■ **SELECTED PASSAGE**:
— START —

The resulting LARA pages are as usual put in the $LARA/Content/compiled directory. They are much smaller than local content pages, since they do not contain any audio or image files, only links to remote multimedia content.

Directory structure for distributed LARA

In order to be able to distribute LARA content over many servers, the content for each individual resource needs to be organised using a uniform directory structure. This lets the LARA compiler find things when it is putting together pages for a reading progress.

We have two kinds of LARA resource: corpus-specific and language-specific. A corpus-specific resource collects together all the data relevant to a particular corpus, e.g. Peter Rabbit. At a minimum, this will be the corpus text itself. It can also optionally contain segment audio, segment translations, and/or images. A language-specific resource collects together to a particular language, e.g. English. This consists of word audio and/or word translations.

The directory structure for a corpus resource is as follows. The directories and metadata files need to have exactly these names:

                                                    <CorpusId>
                                                        |
            --------------------------------------------------------------------------------------------
            |                          |                           |                                    |
         corpus                     images                       audio                            translations
            |                          |                           |                                    |
      -------------               -----------------           ---------------------        -----------------------------
      |           |               |       |       |           |          |        |        |            |              |
metadata.json <corpus>.txt metadata.txt <image1> ...    metadata.json <voice1>   ...  metadata.json <translation>.csv ...
                                                                         |
                                                          ------------------------------
                                                          |            |       |       |
                                                 metadata_help.txt <audio1> <audio2>  ...

For an example of a corpus resource directory, look at $LARA/Content/peter_rabbit.

The directory structure for a language resource is as follows. Again, the directories and metadata files need to have exactly these names:

                                <LanguageId>
                                     |
                   ----------------------------------------------
                   |                                             |
              translations                                     audio
                   |                                             |
    --------------------------------                      --------------------
    |              |                |                     |         |        |
metadata.json <translation>.csv    ...             metadata.json <voice1>   ...
                                                          |
                                              ------------------------------
                                              |          |        |        |
                                    metadata_help.txt <audio1> <audio2>  ...

— END —

■ **PROBLEM 1**: Please extract the stretch from "The resulting LARA" through "a reading progress." in the passage on LARA directories.
■ **PROBLEM 2**:
Decide whether each statement agrees with the passage on LARA directories. Answer yes or no, and quote the words of the passage that decide it.
(a) The compiled LARA pages contain audio and image files.
(b) A language-specific resource consists of word audio and/or word translations.
(c) An example of a corpus resource directory can be found at $LARA/Content/peter_rabbit.
■ **PROBLEM 3**:
Answer these questions from the passage on LARA directories.
(a) In which directory are the resulting LARA pages put?
(b) At a minimum, what does a corpus-specific resource contain?
(c) What are the two kinds of LARA resource?

■ **DATA**:
— START —

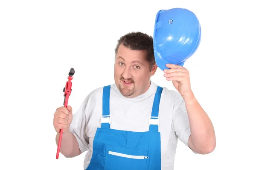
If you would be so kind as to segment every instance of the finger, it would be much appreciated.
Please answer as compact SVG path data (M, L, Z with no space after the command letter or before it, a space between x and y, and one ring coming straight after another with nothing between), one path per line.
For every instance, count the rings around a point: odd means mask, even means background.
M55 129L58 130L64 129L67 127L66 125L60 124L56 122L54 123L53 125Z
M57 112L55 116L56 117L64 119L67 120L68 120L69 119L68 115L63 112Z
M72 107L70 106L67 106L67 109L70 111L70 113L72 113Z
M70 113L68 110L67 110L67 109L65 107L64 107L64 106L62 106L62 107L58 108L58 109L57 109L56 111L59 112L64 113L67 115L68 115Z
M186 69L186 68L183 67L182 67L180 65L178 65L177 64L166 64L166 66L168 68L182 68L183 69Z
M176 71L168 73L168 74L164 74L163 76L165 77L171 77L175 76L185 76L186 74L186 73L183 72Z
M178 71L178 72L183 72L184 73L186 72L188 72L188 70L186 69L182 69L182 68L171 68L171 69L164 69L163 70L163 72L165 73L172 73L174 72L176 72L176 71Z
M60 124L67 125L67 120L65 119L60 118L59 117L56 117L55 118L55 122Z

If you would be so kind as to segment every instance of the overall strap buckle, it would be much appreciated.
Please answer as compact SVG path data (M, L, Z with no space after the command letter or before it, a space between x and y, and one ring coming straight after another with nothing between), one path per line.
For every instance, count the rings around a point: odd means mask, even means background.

— END —
— START —

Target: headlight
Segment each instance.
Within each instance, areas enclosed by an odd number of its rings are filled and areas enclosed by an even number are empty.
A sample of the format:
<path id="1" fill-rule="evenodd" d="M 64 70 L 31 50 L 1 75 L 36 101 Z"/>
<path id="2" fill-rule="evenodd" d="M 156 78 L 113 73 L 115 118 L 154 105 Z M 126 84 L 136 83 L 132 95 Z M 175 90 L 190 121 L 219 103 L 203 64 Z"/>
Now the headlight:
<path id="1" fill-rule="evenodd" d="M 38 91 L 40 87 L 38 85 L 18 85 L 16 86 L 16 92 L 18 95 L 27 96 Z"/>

— END —

■ **RIGHT ANSWER 1**:
The resulting LARA pages are as usual put in the $LARA/Content/compiled directory. They are much smaller than local content pages, since they do not contain any audio or image files, only links to remote multimedia content.

Directory structure for distributed LARA

In order to be able to distribute LARA content over many servers, the content for each individual resource needs to be organised using a uniform directory structure. This lets the LARA compiler find things when it is putting together pages for a reading progress.

■ **RIGHT ANSWER 2**:
(a) No: "they do not contain any audio or image files, only links to remote multimedia content."
(b) Yes: "This consists of word audio and/or word translations."
(c) Yes: "For an example of a corpus resource directory, look at $LARA/Content/peter_rabbit."

■ **RIGHT ANSWER 3**:
(a) $LARA/Content/compiled
(b) The corpus text itself
(c) Corpus-specific and language-specific